TASK DATA =
+++++

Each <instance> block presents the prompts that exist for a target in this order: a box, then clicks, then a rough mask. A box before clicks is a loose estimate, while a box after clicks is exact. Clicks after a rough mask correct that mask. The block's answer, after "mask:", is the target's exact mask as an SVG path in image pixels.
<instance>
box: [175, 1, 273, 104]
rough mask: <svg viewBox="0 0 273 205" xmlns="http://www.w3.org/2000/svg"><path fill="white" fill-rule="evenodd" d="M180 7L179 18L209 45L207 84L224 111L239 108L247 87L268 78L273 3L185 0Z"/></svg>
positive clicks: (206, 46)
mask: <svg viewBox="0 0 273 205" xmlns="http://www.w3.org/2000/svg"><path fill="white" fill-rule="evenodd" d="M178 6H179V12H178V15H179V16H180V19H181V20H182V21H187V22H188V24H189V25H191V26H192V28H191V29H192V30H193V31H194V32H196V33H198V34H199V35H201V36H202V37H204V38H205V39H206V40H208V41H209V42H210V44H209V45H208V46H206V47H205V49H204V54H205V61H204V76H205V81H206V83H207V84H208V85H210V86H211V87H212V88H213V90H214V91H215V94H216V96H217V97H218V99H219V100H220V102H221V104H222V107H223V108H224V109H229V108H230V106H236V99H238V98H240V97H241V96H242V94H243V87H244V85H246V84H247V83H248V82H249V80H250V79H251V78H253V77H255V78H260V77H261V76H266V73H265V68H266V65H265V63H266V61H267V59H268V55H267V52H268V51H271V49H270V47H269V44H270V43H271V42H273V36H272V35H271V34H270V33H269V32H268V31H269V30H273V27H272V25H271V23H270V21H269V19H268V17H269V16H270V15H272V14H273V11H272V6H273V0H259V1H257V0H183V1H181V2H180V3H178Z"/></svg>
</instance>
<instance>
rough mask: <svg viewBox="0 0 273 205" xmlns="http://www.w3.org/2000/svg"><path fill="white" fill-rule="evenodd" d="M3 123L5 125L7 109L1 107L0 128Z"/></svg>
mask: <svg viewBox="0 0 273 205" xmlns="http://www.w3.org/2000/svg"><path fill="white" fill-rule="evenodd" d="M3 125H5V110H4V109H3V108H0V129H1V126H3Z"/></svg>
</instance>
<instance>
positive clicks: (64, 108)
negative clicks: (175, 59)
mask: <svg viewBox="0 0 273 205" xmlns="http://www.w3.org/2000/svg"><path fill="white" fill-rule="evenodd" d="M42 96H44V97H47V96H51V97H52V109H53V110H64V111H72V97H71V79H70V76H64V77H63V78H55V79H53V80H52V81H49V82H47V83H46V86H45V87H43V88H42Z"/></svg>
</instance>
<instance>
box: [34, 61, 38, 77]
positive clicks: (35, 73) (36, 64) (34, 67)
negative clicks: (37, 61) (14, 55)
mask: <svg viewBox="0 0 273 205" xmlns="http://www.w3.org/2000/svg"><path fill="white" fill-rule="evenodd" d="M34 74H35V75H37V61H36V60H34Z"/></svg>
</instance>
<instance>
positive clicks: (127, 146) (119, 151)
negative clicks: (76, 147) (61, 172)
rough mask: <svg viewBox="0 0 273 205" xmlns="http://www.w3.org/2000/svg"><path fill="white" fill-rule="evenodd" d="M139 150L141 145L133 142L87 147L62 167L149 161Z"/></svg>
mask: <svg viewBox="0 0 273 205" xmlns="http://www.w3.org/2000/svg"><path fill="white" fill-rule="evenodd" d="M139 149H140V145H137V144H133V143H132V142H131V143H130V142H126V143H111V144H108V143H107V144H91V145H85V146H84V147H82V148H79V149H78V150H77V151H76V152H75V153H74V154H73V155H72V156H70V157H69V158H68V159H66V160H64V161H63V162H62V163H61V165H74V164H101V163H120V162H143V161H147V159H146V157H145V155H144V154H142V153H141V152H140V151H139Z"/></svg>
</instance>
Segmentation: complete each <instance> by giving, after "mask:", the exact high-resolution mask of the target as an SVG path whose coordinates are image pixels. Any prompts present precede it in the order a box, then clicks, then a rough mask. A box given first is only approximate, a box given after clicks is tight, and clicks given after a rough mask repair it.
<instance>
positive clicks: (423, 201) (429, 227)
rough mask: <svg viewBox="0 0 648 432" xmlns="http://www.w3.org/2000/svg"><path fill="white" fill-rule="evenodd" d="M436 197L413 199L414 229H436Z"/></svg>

+++++

WHAT THE EXERCISE ASKS =
Collect and copy out, in full, every line of the entries above that contains the word "negative".

SOLUTION TO THIS TASK =
negative clicks: (175, 59)
negative clicks: (37, 61) (14, 55)
negative clicks: (76, 147) (61, 172)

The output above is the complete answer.